→ **GOAL OF THE EXERCISE**
Return the lines below verbatim, from the line containing "[locate] black suspenders" through the last line, with both ends included.
--- Begin DATA PROVIDED ---
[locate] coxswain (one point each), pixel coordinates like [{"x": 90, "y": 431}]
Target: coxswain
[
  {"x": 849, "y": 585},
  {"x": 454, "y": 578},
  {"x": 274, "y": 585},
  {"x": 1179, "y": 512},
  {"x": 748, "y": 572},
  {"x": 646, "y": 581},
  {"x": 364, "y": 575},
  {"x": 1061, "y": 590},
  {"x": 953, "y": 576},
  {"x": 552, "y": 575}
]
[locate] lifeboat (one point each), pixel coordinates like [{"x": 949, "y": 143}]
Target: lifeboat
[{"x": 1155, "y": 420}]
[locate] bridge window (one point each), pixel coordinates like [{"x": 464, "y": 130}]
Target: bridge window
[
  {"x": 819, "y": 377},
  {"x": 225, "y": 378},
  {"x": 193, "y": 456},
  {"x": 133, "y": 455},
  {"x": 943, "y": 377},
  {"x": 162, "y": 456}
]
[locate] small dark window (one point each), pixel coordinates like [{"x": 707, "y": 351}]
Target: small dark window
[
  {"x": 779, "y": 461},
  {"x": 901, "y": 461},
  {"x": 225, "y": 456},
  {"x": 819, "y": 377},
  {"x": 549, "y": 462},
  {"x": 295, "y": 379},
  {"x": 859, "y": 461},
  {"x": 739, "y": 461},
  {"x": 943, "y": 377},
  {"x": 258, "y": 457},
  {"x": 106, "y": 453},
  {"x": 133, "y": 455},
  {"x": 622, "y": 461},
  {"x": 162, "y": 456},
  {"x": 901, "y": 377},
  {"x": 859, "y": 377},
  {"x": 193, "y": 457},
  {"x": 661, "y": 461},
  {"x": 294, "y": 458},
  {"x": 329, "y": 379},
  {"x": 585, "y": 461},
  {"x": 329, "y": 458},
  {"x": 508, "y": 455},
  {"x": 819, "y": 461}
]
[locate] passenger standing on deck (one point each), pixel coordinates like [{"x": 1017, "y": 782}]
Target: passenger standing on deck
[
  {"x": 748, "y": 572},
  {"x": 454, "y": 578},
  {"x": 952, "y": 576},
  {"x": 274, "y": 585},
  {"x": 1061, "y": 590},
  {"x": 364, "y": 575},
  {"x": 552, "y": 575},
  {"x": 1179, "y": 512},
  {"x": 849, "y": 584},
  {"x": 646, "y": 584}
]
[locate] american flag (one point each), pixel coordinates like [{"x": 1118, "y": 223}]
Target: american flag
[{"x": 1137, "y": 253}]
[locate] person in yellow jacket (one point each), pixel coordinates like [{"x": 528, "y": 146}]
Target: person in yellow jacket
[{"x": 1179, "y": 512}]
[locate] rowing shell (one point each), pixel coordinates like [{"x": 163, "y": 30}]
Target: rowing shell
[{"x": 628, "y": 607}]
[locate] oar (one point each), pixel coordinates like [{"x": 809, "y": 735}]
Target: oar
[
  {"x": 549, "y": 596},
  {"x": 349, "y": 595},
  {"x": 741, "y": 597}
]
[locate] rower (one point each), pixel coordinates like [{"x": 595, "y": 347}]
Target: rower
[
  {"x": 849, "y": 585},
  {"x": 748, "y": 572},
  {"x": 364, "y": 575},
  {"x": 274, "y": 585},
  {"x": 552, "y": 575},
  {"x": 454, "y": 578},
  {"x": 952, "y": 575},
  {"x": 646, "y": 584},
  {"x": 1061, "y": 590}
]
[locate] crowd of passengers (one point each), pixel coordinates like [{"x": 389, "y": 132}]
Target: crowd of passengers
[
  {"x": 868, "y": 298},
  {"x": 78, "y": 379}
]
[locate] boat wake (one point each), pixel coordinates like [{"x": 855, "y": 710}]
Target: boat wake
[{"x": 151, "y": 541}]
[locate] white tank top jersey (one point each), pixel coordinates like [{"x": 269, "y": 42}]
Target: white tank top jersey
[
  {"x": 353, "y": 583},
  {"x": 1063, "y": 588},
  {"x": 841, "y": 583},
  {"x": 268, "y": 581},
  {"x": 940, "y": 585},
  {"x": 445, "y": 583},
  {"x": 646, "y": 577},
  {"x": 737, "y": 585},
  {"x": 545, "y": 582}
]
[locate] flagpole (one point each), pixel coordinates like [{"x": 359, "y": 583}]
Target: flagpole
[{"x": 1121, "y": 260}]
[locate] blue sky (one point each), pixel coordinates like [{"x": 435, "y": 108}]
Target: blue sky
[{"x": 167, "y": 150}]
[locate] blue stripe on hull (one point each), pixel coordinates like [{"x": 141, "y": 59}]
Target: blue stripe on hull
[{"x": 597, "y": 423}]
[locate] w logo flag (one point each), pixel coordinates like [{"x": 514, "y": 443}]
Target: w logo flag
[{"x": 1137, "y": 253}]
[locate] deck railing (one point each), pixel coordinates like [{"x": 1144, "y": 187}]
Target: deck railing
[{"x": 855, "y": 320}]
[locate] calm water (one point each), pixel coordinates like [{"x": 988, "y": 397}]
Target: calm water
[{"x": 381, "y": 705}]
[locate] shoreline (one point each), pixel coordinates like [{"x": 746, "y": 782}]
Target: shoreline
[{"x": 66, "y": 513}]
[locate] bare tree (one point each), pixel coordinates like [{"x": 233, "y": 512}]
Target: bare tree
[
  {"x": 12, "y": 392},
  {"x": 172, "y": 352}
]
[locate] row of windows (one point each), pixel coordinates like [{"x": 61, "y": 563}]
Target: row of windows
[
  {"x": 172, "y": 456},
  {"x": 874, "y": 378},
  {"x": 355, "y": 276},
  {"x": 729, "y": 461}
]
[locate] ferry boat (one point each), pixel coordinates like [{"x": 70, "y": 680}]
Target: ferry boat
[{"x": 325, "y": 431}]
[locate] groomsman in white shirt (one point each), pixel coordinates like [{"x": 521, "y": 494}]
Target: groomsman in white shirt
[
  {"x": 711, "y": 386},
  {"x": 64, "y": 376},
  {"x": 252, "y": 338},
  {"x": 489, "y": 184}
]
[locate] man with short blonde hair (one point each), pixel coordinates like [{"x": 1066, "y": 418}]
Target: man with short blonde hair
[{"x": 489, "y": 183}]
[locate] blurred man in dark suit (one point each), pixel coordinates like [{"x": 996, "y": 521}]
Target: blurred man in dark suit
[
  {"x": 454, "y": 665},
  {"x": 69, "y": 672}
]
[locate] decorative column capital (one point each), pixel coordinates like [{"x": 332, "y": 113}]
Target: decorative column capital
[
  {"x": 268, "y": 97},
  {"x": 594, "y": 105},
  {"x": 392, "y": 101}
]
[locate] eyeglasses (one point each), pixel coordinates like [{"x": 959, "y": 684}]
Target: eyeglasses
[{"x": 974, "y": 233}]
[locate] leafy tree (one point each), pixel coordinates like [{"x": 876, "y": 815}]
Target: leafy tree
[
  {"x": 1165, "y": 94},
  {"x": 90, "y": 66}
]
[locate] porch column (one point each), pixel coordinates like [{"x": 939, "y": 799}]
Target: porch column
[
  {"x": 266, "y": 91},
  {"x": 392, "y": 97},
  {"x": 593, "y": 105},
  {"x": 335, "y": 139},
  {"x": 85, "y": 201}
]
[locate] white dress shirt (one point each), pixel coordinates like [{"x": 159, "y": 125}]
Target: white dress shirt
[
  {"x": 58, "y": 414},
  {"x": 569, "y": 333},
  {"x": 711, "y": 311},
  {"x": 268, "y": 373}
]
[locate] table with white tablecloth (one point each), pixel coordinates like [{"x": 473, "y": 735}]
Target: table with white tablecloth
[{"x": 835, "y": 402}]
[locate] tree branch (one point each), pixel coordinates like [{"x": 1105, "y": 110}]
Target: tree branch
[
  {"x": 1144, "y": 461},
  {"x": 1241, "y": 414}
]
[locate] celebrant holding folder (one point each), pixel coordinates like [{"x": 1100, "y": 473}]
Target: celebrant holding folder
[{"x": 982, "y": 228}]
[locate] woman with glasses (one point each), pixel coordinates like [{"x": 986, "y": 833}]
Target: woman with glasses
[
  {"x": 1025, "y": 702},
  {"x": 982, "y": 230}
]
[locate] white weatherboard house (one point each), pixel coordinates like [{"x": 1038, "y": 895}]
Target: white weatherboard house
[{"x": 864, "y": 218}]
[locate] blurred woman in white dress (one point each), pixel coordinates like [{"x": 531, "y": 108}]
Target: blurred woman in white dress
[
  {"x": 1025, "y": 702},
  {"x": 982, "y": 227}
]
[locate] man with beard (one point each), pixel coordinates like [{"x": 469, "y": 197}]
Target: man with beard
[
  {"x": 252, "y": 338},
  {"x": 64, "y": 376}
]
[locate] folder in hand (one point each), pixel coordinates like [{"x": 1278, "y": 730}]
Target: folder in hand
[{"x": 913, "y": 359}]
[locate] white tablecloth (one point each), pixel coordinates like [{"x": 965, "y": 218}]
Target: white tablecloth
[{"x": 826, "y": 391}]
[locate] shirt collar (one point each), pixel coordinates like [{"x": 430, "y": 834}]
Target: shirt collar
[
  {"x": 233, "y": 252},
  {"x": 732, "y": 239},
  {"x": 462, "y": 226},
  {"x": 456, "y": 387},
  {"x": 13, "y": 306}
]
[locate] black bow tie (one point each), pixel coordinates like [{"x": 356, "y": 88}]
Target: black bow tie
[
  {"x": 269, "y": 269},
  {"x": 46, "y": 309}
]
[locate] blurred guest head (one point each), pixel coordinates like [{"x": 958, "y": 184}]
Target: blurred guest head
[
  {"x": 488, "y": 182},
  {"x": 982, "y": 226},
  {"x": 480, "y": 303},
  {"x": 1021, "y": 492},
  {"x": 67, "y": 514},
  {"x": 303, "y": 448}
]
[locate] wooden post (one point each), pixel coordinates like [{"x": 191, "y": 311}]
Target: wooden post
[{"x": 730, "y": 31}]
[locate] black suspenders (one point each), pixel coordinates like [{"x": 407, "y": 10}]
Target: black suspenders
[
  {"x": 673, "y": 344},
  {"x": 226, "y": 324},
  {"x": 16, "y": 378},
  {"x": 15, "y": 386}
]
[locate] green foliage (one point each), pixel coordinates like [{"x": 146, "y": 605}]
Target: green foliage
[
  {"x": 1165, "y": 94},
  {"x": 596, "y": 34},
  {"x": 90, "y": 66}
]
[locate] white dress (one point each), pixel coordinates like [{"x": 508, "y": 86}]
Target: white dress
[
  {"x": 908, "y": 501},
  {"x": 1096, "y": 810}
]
--- End DATA PROVIDED ---
→ **RESPONSE TO THIS EXERCISE**
[locate] black suspenders (one point each), pixel coordinates like [{"x": 407, "y": 10}]
Target: black suspenders
[
  {"x": 673, "y": 344},
  {"x": 226, "y": 324},
  {"x": 16, "y": 378},
  {"x": 15, "y": 386}
]
[locate] green foliage (one point each), pixel coordinates like [{"x": 146, "y": 605}]
Target: green foliage
[
  {"x": 1165, "y": 94},
  {"x": 596, "y": 34},
  {"x": 90, "y": 66}
]
[locate] white dress (one point each), pixel coordinates like [{"x": 508, "y": 86}]
Target: white dress
[
  {"x": 908, "y": 501},
  {"x": 1096, "y": 810}
]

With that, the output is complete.